GIVEN TASK:
Copy the data below word for word, keeping every line in its original order.

- - - - - - -

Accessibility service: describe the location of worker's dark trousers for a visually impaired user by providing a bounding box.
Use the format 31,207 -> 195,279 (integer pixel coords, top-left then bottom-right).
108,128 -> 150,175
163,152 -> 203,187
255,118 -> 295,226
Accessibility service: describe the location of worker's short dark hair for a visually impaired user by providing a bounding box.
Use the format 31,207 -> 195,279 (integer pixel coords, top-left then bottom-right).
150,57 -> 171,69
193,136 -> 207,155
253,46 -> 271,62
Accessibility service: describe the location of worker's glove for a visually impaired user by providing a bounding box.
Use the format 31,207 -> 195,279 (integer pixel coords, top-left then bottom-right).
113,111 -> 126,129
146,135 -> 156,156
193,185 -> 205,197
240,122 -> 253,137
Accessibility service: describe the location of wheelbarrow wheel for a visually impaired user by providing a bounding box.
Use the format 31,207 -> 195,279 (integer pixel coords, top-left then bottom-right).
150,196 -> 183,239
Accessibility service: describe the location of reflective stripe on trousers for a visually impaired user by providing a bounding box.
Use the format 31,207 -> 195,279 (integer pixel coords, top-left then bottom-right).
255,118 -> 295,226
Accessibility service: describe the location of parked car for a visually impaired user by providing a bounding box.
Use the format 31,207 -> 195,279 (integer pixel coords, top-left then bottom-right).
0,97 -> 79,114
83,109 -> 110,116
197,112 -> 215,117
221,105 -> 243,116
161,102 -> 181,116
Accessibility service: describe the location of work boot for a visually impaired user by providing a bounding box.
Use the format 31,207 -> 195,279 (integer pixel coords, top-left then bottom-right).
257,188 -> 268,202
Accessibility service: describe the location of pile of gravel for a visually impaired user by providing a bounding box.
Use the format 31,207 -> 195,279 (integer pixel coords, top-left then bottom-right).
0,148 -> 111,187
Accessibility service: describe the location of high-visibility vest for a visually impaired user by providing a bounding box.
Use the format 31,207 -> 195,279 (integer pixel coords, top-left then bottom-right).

- - - - - - -

ANSWER TO THIS PROBLEM:
Accessibility service: describe the location of worker's dark trousers for a visually impaired user by providing a bounding box.
Use the format 31,207 -> 195,279 (integer pixel coords, top-left then bottom-right).
108,128 -> 150,175
163,152 -> 203,187
255,118 -> 295,226
Accessibility service: describe the location of worker's short dark hair for a visually impaired user by providing a bounding box.
Use the format 31,207 -> 195,279 (integer pixel coords, top-left then bottom-right).
150,57 -> 171,69
193,136 -> 207,155
253,46 -> 271,62
Accessibility service: describe the location of worker's glove for a visually impaired user by providing a bounding box.
Use the format 31,207 -> 195,279 (integer pixel coords, top-left then bottom-right).
113,111 -> 126,129
146,135 -> 156,156
193,185 -> 205,197
240,122 -> 253,137
Accessibility service: describe the location of wheelbarrow wheel for a visually impaired user by providing a bounding box.
Use the format 31,207 -> 195,279 (integer pixel coords, top-left then bottom-right).
150,196 -> 183,239
Accessibility service: describe the location of reflective stripe on trousers for a visually impaired user by providing a bounding box.
Use the format 31,207 -> 195,279 (integer pixel coords, top-left then bottom-right).
255,118 -> 295,226
Accessibility service: describe the location of parked car for a visually impaired user by providing a bounding box.
Use the format 31,207 -> 195,279 (integer pixel coords, top-left then bottom-right).
0,97 -> 79,114
83,109 -> 110,116
197,112 -> 215,117
221,105 -> 243,116
161,102 -> 181,116
Accessibility service: describe the location of work boot for a visually impaired user by providing a bounding box.
Use the format 31,207 -> 195,279 (integer pixel coords, top-left then bottom-right).
257,188 -> 268,202
Accessibility service: describe the location of pile of gravel for a visually impaired user by providing a bounding box.
Use the format 31,207 -> 195,279 (integer pixel coords, top-left then bottom-right).
0,148 -> 111,187
Accessibility service: describe the location of high-visibility vest for a visually impaired user by providing a bounding box.
Use the format 31,207 -> 195,279 (integer pixel coords, top-left then bottom-right).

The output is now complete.